§ Directions
Print out every line of the listing below without alteration.

+++ Source data

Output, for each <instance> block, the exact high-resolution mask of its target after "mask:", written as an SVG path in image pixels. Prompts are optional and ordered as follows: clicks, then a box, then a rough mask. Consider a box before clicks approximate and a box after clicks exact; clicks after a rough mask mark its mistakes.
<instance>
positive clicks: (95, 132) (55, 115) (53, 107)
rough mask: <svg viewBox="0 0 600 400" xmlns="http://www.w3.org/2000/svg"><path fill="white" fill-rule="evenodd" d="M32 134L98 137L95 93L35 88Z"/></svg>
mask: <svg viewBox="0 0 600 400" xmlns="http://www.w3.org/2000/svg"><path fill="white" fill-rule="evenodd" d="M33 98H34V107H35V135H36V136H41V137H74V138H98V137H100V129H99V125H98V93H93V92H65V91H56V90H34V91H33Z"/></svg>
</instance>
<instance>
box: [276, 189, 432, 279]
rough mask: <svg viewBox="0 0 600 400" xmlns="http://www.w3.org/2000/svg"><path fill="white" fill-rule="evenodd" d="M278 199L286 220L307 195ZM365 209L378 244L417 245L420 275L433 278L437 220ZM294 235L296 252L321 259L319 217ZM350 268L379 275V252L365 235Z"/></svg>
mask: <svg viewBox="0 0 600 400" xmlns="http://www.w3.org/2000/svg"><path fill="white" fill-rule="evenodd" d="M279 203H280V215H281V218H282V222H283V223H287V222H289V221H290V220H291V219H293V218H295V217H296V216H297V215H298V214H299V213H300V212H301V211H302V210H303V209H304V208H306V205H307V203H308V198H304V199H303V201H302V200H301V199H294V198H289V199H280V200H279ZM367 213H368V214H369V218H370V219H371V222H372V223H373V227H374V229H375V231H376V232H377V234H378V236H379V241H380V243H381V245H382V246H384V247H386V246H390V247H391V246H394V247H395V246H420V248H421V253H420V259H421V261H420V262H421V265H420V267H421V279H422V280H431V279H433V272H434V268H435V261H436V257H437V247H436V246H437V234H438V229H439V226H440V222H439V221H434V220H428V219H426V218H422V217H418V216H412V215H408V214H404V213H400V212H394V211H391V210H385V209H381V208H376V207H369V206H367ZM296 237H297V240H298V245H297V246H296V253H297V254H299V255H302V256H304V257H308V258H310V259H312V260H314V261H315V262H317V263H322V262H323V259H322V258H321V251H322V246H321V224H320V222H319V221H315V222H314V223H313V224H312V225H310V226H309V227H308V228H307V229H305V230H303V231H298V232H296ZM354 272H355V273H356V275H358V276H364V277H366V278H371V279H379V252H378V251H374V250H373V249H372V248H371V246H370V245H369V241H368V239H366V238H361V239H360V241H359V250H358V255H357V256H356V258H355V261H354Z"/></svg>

++++++

§ Result of the exercise
Output, for each <instance> block, the exact high-resolution mask of its target after "mask:", written as an SVG path in image pixels. Prompts are optional and ordered as follows: clicks, then a box, then a rough mask. Consider a box before clicks approximate and a box after clicks exact; clicks after a rough mask mark its mistakes.
<instance>
positive clicks: (95, 132) (55, 115) (53, 107)
rough mask: <svg viewBox="0 0 600 400" xmlns="http://www.w3.org/2000/svg"><path fill="white" fill-rule="evenodd" d="M32 134L98 137L95 93L35 88Z"/></svg>
mask: <svg viewBox="0 0 600 400" xmlns="http://www.w3.org/2000/svg"><path fill="white" fill-rule="evenodd" d="M33 98H34V107H35V135H36V136H41V137H74V138H98V137H100V129H99V125H98V93H93V92H65V91H56V90H34V91H33Z"/></svg>
</instance>
<instance>
box: [276, 189, 432, 279]
rough mask: <svg viewBox="0 0 600 400" xmlns="http://www.w3.org/2000/svg"><path fill="white" fill-rule="evenodd" d="M278 199L286 220L307 195ZM365 209L378 244L417 245L420 275L433 278L437 220ZM294 235L296 252L321 259L319 217ZM350 268L379 275V252L365 235Z"/></svg>
mask: <svg viewBox="0 0 600 400" xmlns="http://www.w3.org/2000/svg"><path fill="white" fill-rule="evenodd" d="M279 203H280V215H281V218H282V222H283V223H287V222H289V221H290V220H291V219H293V218H295V217H296V216H297V215H298V214H299V213H300V212H301V211H302V210H303V209H304V208H306V205H307V203H308V198H304V199H303V201H302V200H301V199H294V198H289V199H280V200H279ZM367 213H368V214H369V218H370V219H371V222H372V223H373V227H374V229H375V231H376V232H377V234H378V236H379V241H380V243H381V245H382V246H384V247H386V246H390V247H391V246H394V247H395V246H420V248H421V253H420V259H421V261H420V262H421V265H420V267H421V279H422V280H431V279H433V272H434V268H435V261H436V257H437V247H436V246H437V234H438V229H439V226H440V222H439V221H434V220H428V219H426V218H422V217H418V216H412V215H408V214H404V213H400V212H394V211H391V210H385V209H381V208H376V207H369V206H367ZM296 237H297V240H298V245H297V246H296V253H297V254H299V255H302V256H304V257H308V258H310V259H312V260H314V261H315V262H317V263H322V262H323V259H322V258H321V251H322V246H321V224H320V222H319V221H315V222H314V223H313V224H312V225H310V226H309V227H308V228H307V229H305V230H303V231H298V232H296ZM354 272H355V273H356V275H358V276H364V277H366V278H371V279H379V252H378V251H374V250H373V249H372V248H371V246H370V245H369V241H368V239H366V238H361V239H360V241H359V250H358V255H357V256H356V258H355V261H354Z"/></svg>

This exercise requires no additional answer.